## Excerpt to read
--- START ---

"Is there anything more loyal than the sun?"
The poet Mary Oliver said that.
I felt like she was talking directly to me. Like I was the only member of the audience who really mattered to her. I'm sure I was the only one in the crowd to scribble these words onto the front cover of my program titled "An Evening With Mary Oliver."
And to think that I almost didn't go.
You know the routine - driving home, dreaming about doing nothing but shaking off the cobwebs of a day that slowly smothers the soul. Hoping that peeling off the 'work clothes' and climbing into those soft pj's could create enough space around the body to finally let it breathe again.
I googled my favorite Mary Oliver poem and printed out two copies. I read and reread the lines that had walked beside me through my divorce as I struggled to rebuild a new life with my sons: "...and you felt the old tug at your ankles. "Mend my life!" each voice cried..."
I had followed Mary's advice and just kept walking until I could hear my own voice rising above the chaos and clatter around me. I "strode deeper and deeper into the world," until I had saved "the only life I could save."
My sister had sent me that poem in an email - she said it reminded her of me. I recognized myself immediately and felt so much relief to know that I wasn't the only person in the world walking away to save my life. I felt a sense of community with a writer I had never met, until last week.
Mary refused to sign my copies of the poem, citing something about potential copyright issues. (I'd wanted to send my sister a signed copy for Christmas.) Mary happily signed an official collection of poems for me instead. As I watched her hand guide her pen across the page, it struck me how easy it was for a writer to create magic with words. How simple it is to construct sentences that can help people in ways the writer could never imagine.

--- END ---

## What to do
1) Do these statements agree with the essay about Mary Oliver? (a) The writer's sister sent the poem in an email. (b) Mary Oliver signed the writer's printed copies of the poem. (c) The writer printed out three copies of the poem. Answer yes or no for each, quoting the words from the essay that decide it.
2) Besides the writer, which people or family members does the essay about Mary Oliver mention? List all of them.
3) Write the next part of the essay about Mary Oliver, beginning after its last sentence.
The data after this point come from an unrelated source.

## Source material
--- START ---

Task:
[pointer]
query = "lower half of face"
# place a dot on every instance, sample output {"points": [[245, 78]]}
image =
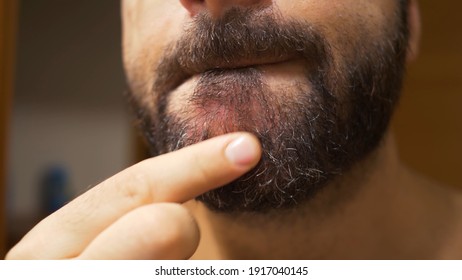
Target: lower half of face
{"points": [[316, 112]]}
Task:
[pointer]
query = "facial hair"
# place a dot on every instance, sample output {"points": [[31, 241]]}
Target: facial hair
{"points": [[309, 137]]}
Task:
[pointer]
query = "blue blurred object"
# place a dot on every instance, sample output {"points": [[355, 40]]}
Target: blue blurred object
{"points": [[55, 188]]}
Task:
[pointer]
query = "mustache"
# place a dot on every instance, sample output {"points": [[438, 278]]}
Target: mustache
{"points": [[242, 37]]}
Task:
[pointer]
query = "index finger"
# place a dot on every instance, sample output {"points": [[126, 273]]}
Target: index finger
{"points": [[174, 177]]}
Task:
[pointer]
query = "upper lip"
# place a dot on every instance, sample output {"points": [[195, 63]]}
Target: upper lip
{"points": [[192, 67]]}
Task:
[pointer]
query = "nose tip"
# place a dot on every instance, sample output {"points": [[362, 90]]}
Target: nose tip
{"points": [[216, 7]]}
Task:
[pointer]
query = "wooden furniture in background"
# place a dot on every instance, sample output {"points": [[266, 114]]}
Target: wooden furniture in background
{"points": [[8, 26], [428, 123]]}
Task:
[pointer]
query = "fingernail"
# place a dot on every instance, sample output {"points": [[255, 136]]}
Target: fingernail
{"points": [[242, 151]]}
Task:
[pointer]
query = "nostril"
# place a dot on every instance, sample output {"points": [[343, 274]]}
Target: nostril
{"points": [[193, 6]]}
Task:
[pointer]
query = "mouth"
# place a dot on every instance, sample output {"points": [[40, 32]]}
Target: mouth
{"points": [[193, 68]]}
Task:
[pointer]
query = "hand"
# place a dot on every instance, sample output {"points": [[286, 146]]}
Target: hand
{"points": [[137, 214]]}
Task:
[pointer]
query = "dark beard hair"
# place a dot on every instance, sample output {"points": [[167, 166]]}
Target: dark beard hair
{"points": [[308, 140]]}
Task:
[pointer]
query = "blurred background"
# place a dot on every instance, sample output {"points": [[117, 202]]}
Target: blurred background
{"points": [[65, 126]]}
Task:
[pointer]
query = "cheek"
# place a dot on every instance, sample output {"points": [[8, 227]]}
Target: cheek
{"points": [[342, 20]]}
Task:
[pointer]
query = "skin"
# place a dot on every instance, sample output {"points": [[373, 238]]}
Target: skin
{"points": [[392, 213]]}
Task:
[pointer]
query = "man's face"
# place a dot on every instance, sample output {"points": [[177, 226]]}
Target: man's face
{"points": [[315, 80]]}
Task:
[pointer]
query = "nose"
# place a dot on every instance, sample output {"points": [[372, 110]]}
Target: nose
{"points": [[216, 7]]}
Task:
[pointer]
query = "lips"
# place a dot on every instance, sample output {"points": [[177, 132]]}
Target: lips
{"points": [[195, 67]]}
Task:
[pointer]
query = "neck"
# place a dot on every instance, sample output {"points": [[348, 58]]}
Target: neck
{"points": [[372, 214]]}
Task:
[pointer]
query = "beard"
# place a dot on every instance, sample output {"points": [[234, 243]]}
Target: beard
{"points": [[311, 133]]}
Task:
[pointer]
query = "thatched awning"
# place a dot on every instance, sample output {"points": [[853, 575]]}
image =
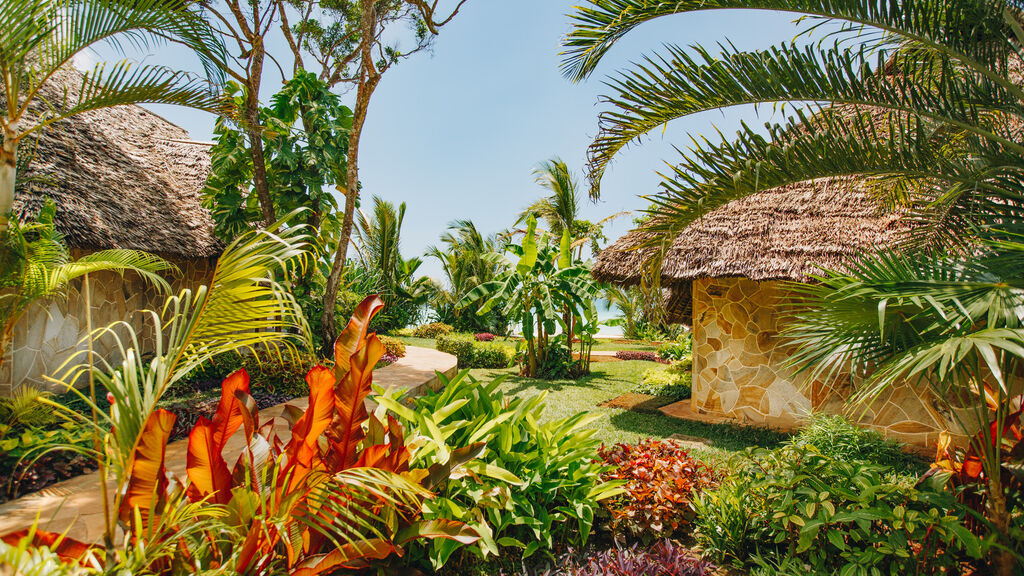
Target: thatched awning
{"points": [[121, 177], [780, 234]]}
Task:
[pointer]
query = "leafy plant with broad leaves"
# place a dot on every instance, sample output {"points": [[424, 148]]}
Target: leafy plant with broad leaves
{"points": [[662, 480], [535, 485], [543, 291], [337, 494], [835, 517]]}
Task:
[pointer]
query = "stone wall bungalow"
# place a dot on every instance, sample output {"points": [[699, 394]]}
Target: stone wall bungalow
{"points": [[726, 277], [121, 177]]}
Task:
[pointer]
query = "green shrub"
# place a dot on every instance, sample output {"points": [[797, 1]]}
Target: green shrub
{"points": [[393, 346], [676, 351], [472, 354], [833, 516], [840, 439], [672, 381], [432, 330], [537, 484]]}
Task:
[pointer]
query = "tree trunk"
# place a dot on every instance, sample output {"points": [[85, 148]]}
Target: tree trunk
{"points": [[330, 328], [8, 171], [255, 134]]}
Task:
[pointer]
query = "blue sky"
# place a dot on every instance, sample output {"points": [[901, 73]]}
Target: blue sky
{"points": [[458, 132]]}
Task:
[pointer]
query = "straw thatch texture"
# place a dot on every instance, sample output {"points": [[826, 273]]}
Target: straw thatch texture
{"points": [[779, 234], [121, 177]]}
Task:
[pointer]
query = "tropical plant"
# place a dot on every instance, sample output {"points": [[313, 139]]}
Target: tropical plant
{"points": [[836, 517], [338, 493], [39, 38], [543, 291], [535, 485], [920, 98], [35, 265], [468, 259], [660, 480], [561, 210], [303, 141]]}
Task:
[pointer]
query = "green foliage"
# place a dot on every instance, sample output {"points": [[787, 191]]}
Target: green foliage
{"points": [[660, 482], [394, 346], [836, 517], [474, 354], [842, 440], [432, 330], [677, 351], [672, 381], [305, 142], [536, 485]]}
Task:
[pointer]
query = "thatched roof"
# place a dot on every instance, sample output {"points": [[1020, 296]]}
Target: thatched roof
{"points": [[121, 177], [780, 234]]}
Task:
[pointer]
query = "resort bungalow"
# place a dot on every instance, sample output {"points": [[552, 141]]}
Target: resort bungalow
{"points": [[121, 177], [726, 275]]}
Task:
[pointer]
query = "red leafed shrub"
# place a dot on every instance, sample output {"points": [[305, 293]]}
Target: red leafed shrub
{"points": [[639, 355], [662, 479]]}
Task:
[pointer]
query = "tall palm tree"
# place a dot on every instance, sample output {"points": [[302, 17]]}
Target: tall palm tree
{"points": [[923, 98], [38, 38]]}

--- END ---
--- START ---

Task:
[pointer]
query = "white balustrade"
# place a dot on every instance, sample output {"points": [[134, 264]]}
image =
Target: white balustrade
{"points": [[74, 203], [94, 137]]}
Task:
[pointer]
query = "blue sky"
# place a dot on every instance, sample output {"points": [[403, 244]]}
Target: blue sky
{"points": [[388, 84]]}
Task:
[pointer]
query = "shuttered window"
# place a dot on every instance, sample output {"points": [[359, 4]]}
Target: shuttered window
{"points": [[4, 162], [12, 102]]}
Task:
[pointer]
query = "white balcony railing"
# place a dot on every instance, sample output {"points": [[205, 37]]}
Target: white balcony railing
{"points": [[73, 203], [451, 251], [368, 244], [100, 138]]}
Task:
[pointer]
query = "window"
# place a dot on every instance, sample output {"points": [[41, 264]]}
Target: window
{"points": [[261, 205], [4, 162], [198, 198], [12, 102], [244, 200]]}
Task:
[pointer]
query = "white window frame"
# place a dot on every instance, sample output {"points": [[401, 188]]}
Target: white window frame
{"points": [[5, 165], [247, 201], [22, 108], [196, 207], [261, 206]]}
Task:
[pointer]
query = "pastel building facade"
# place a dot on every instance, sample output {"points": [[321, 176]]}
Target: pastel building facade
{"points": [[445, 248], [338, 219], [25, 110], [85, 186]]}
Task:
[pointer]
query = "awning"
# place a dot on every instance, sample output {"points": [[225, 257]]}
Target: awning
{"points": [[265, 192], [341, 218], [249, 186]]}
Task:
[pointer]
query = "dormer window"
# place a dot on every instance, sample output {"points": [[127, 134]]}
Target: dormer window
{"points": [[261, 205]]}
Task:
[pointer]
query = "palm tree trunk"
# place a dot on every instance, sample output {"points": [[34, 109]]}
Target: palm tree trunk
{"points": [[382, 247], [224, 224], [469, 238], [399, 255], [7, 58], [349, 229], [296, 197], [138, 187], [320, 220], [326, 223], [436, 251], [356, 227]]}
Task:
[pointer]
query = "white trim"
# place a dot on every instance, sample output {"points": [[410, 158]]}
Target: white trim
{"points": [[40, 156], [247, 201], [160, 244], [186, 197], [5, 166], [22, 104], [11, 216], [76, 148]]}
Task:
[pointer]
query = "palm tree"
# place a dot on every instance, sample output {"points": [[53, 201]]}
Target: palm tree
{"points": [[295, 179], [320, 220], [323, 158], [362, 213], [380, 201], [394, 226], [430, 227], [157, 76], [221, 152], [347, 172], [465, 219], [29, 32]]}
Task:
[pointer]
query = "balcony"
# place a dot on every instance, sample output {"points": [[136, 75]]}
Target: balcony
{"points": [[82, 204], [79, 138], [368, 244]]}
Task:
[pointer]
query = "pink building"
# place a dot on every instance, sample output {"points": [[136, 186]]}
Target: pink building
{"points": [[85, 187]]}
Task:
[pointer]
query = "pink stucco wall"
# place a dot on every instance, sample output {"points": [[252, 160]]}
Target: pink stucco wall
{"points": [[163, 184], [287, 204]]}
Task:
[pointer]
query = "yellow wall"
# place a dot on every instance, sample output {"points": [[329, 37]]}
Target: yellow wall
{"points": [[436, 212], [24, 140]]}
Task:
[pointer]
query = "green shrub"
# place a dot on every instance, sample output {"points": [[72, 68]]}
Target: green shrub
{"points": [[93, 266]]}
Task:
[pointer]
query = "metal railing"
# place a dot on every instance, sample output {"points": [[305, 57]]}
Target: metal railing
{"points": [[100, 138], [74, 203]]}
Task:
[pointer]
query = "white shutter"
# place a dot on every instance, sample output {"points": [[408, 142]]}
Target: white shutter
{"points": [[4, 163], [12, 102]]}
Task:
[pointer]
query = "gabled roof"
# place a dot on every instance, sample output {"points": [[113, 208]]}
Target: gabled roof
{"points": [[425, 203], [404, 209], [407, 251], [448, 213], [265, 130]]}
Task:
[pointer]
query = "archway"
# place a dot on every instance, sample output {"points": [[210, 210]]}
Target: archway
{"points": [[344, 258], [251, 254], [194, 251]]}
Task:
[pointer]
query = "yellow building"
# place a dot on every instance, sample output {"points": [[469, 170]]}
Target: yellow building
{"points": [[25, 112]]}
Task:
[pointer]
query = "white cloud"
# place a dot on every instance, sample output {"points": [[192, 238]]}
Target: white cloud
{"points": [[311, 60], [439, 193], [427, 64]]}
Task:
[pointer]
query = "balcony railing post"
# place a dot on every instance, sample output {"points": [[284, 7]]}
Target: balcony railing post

--- END ---
--- START ---

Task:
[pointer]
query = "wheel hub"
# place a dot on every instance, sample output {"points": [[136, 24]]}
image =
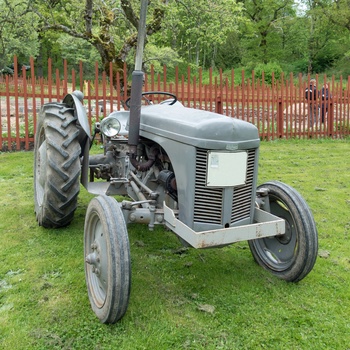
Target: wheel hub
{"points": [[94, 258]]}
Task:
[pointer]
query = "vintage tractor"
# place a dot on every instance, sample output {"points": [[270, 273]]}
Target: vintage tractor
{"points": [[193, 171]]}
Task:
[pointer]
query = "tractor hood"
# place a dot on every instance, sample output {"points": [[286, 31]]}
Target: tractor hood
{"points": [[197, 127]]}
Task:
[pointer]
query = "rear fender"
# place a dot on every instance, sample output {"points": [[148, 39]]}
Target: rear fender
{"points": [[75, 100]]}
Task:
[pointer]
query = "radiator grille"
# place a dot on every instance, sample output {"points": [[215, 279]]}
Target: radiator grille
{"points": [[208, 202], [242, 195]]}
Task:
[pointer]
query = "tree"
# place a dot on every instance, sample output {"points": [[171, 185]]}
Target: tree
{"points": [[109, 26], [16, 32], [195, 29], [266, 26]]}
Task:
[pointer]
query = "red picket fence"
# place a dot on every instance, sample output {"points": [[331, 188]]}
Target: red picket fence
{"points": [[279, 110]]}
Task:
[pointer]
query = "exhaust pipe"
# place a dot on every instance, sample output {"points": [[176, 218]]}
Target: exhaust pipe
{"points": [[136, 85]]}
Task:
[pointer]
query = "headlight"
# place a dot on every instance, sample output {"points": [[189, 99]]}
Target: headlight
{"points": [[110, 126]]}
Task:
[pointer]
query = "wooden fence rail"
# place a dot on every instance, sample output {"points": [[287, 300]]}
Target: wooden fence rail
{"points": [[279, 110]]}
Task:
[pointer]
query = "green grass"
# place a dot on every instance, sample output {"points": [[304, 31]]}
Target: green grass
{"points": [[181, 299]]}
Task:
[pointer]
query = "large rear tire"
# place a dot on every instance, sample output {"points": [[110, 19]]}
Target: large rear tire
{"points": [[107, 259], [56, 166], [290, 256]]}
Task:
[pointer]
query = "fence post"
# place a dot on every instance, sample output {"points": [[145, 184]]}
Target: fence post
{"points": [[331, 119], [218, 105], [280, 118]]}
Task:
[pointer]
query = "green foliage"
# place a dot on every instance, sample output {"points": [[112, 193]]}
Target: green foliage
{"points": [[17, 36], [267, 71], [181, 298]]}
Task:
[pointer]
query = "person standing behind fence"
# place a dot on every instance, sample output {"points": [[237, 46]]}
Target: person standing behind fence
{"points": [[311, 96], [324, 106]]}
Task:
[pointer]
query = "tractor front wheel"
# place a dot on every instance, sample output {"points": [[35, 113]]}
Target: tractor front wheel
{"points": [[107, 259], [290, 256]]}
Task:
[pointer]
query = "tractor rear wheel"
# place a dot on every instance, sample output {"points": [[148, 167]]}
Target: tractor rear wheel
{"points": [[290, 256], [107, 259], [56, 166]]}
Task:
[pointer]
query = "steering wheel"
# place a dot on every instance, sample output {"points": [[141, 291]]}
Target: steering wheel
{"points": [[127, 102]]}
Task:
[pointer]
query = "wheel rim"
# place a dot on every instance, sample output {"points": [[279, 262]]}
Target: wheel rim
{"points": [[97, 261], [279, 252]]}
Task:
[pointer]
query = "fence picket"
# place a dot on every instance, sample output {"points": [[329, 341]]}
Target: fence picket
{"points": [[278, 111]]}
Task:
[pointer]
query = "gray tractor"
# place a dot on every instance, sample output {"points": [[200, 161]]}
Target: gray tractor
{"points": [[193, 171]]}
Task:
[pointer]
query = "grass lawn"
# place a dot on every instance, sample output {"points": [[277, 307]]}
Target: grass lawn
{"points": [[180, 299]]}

--- END ---

## Task-by-task outputs
1)
(a) Yes: "My sister had sent me that poem in an email"
(b) No: "Mary refused to sign my copies of the poem"
(c) No: "printed out two copies"

2)
- Mary Oliver
- The writer's sister
- The writer's sons

3)
I didn't tell her why I loved The Journey.
The sun waited about thirty minutes after I got up the next morning before rising over the Atlantic. I brewed the tea, packed my lunch and hurried back into my work schedule.
I was driving home as the sun set in my rear view mirror. I felt frustrated because I wanted to hurry home to write my novel, but I was teaching instead. I was helping others to birth their own novels. How ironic is that?
Since my last entry I've been unable to crawl back into my writing schedule. I could blame it on the pc virus that took me 14 hours to locate then destroy, but I write my novel on my iBook, so that's not a valid excuse. I could also try to blame it on the one year anniversary of the death of my neighbor, who was like my surrogate mother. This had sent me into my kitchen to roast a turkey and potatoes the exact same way my nieghbor and my mum had roasted them for me.
But there are no excuses for blowing off my writing schedule. There is just the plain fact that I have been wading though emotional molasses these last two weeks and it's time to haul my boots back onto solid ground.
If the sun can show up for her schedule every day, for thousands and thousands of years, then I think I can try to show up for mine.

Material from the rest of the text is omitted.